Please copy the passage of the post on the Ferrari and Porsche models word for word, starting at "It’s time for" and ending at "Cara of Flickr.".

begin Excerpt provided

It’s time for a Picture Special here at the TLCB because this might just be our favourite creation of 2020 so far. This specular model is a Ferrari 365 GTB/4 Daytona Competizione, recreated in stunning detail by Manuel Cara of Flickr.
Manuel’s breathtaking replica of Ferrari’s early-’70s racing Daytona captures the real car with astonishing accuracy, including custom period-correct decals, a detailed engine bay underneath an opening hood, and a race-accurate interior inside opening doors.
Clever techniques are in abundance, particularly around the window frames, but our favourite pieces are those wonderful headlights. There’s more to see at Manuel’s Ferrari 365 GTB/4 Daytona Competizione album on Flickr – click the link above to make the jump and join us there.
This is a Porsche 917K, one of the most successful endurance racing car designs of all time, and it’s been recreated to near perfection in miniature by Flickr’s K MP. Wearing the 1970 Le Mans winning livery K MP’s 917 captures the real car brilliantly and there’s more to see at his photostream via the link above.

end Excerpt provided
begin Information supplied

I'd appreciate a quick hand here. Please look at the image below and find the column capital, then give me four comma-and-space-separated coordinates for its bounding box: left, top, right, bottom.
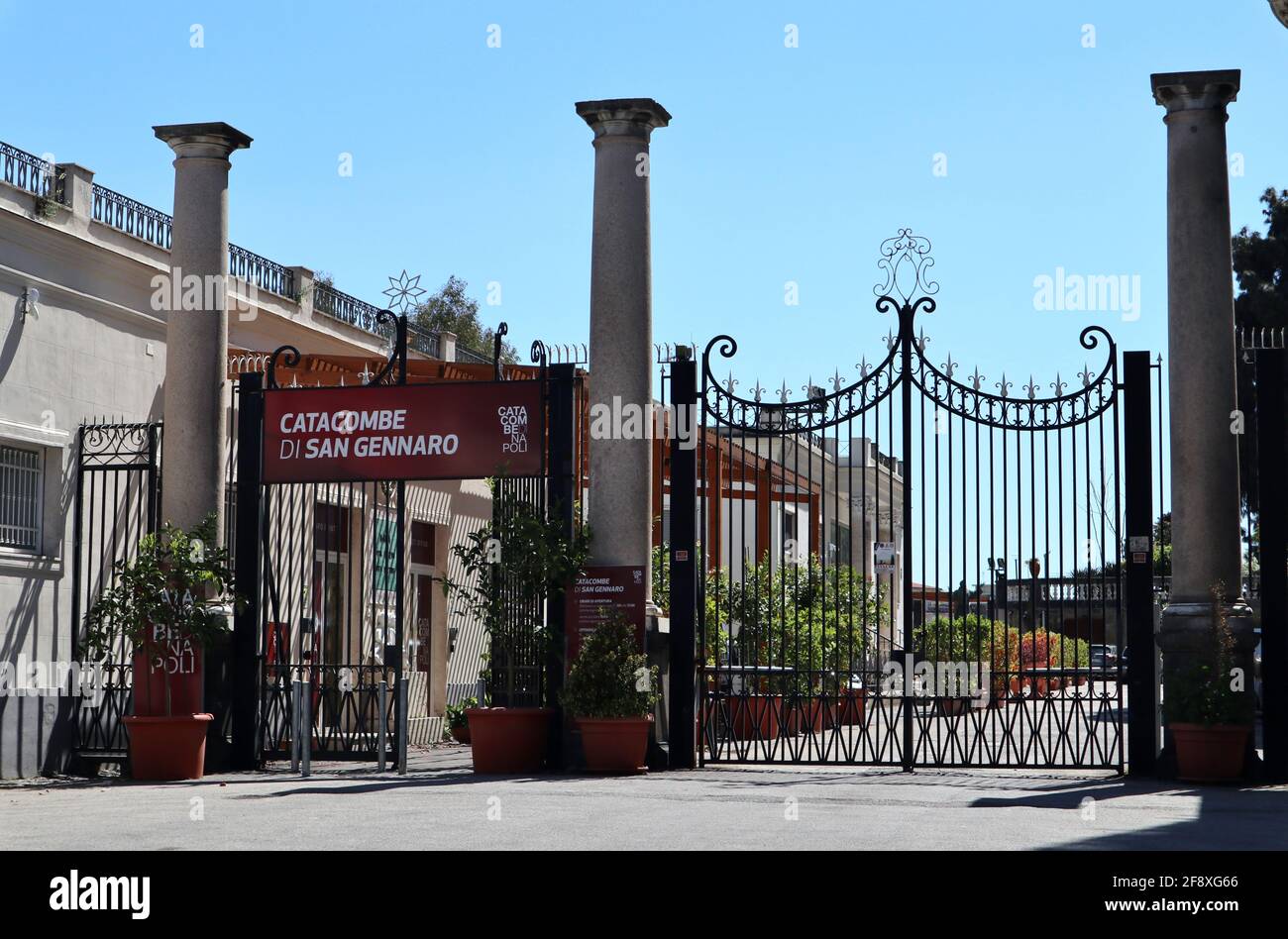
152, 121, 252, 159
1149, 68, 1240, 115
576, 98, 671, 143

end Information supplied

Complete answer:
It’s time for a Picture Special here at the TLCB because this might just be our favourite creation of 2020 so far. This specular model is a Ferrari 365 GTB/4 Daytona Competizione, recreated in stunning detail by Manuel Cara of Flickr.